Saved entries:

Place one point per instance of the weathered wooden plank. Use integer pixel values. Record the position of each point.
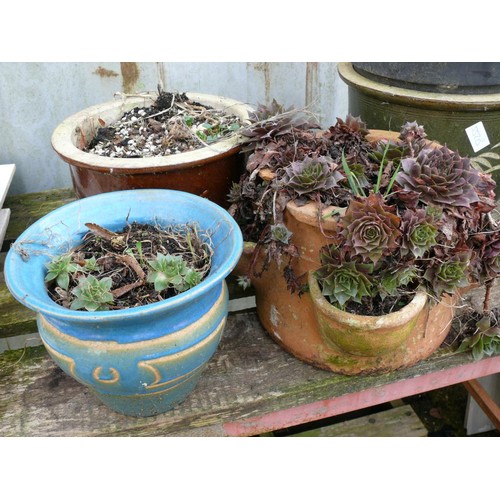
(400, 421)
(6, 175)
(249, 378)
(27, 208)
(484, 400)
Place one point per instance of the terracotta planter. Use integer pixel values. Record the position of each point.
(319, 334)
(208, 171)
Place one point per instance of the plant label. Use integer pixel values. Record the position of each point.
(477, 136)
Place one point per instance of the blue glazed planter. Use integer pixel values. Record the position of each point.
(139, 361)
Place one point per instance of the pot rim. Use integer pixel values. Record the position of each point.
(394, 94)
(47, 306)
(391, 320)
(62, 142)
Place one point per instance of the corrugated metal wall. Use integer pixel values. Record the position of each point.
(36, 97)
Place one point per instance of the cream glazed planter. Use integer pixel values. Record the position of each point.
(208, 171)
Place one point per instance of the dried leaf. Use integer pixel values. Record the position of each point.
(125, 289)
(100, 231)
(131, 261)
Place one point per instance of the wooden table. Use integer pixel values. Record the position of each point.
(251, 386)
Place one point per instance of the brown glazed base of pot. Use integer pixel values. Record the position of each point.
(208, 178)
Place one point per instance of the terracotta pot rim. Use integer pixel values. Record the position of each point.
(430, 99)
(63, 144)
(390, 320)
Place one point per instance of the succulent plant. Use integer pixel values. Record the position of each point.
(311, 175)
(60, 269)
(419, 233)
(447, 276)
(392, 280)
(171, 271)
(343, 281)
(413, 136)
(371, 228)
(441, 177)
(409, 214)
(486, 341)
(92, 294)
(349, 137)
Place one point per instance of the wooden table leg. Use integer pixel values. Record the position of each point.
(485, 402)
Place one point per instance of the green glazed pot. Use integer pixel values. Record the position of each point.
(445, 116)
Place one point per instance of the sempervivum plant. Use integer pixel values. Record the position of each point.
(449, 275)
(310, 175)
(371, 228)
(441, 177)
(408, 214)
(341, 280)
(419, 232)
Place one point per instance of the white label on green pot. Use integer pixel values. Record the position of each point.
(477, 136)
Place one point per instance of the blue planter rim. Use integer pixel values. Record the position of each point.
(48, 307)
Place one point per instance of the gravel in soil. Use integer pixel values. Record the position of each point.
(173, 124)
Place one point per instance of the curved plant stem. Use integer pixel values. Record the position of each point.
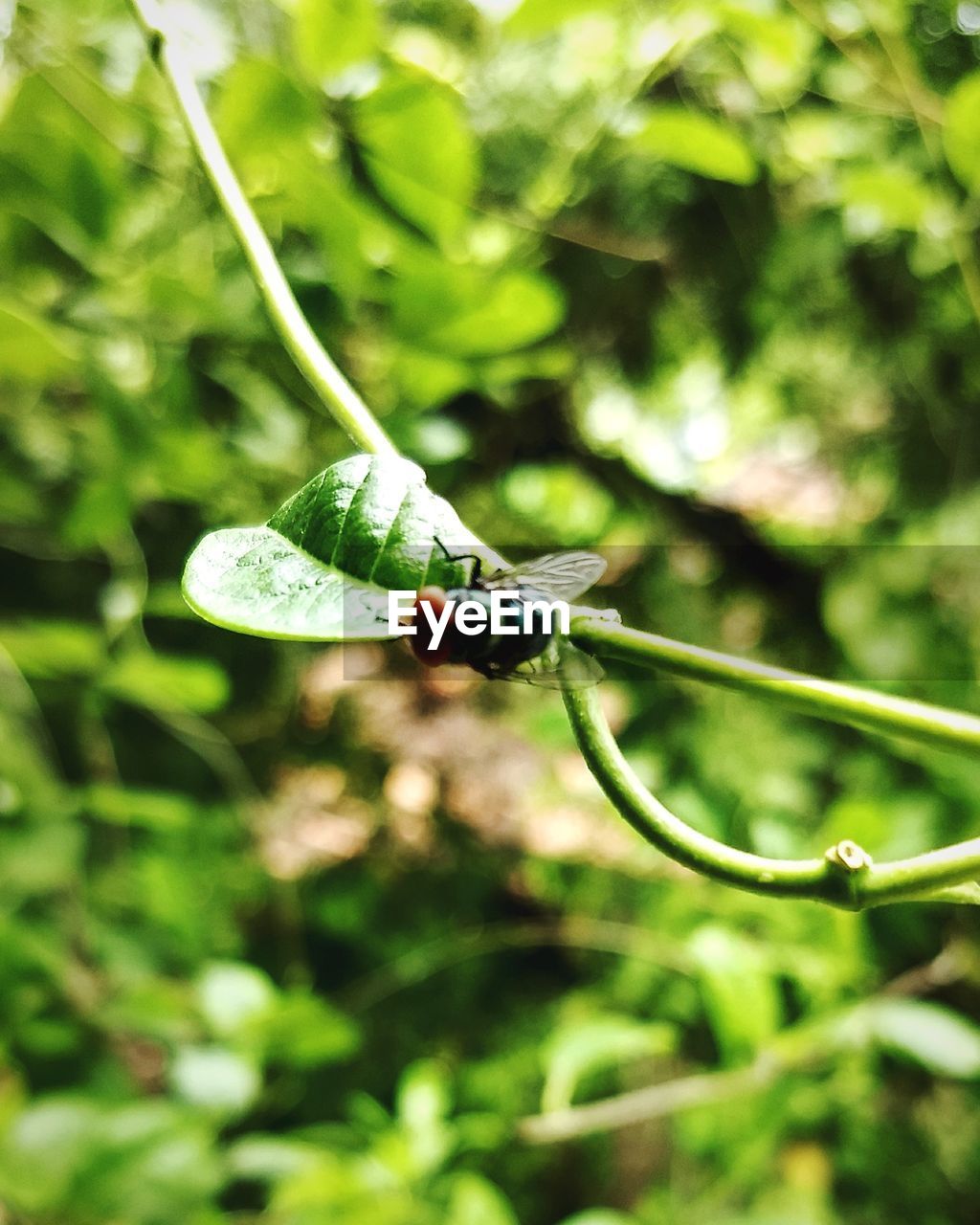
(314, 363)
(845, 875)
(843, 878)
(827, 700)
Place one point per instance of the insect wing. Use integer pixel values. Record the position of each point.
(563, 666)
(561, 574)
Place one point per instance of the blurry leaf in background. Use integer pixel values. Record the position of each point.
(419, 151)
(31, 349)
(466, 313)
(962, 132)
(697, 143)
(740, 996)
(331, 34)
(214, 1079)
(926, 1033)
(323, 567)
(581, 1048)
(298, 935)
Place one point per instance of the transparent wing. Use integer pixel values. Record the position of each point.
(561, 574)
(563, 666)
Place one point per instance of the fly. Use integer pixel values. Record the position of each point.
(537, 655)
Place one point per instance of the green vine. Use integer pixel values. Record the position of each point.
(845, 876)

* * *

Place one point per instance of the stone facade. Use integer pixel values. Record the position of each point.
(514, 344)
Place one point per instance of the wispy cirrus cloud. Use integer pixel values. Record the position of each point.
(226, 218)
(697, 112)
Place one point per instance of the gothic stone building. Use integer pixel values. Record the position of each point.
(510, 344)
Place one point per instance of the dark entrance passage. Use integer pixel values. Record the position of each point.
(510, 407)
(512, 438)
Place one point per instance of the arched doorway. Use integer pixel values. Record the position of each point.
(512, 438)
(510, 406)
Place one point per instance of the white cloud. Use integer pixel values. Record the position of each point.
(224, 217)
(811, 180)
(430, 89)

Directions: Identify each line in the rows above that contains the string "planter" with the same capitalization, and copy those lines in full.

Output of the task:
Place one point per instance of the terracotta planter. Use integer pixel values. Record the position of each point.
Place one point per instance of the blue glazed planter. Use integer pixel values. Record the position of each point.
Place one point per instance of the cream glazed planter. Use integer pixel values. Record the position of each point.
Place one point per instance of the blue planter rim. Use integer pixel values. Record the position of each point.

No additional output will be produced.